* **Stated exercise**: List each line of the listing below that contains the word "window", copying the lines in full.

## START Dataset records

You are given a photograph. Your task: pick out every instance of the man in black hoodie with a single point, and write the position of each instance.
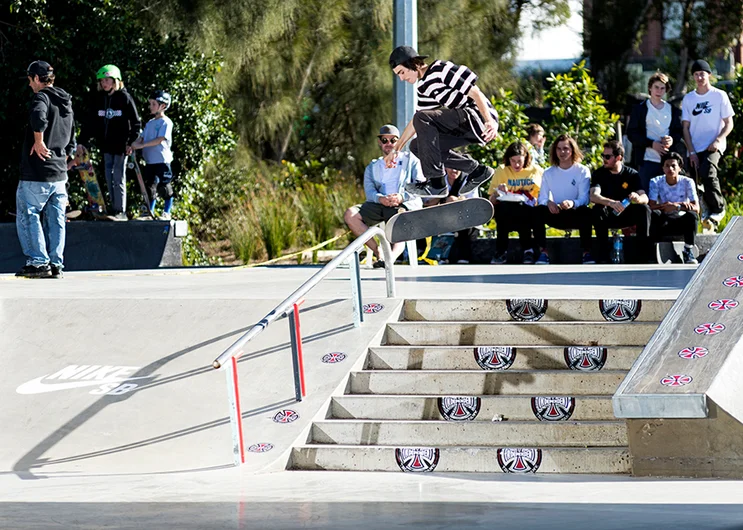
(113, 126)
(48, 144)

## END Dataset records
## START Dataset records

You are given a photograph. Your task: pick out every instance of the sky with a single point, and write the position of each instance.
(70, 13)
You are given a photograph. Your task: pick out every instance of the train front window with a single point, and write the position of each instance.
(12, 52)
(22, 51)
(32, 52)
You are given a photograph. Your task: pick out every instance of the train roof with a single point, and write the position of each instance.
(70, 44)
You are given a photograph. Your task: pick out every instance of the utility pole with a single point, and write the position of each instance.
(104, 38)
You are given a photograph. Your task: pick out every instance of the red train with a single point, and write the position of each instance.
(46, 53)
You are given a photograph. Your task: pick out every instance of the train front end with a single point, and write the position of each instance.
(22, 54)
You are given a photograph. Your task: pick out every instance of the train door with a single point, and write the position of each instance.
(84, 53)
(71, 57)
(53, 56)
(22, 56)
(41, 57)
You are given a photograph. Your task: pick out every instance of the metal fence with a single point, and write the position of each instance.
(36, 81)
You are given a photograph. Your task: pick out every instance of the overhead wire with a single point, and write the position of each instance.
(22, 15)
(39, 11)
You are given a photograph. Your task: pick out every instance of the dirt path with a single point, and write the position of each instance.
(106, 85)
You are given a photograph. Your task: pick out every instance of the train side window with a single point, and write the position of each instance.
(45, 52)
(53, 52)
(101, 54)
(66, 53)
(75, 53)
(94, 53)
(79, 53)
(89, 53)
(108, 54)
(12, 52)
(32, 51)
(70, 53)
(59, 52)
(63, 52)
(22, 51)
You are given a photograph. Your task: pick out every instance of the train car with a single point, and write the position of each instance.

## END Dataset records

* **Written solution**:
You are given a photograph. Your task: pick out every instance of the train front window with a single point, and write the position of each instance.
You are given a photograph. Your task: pick out every instance of the train side window with a single point, and write the position of each instance.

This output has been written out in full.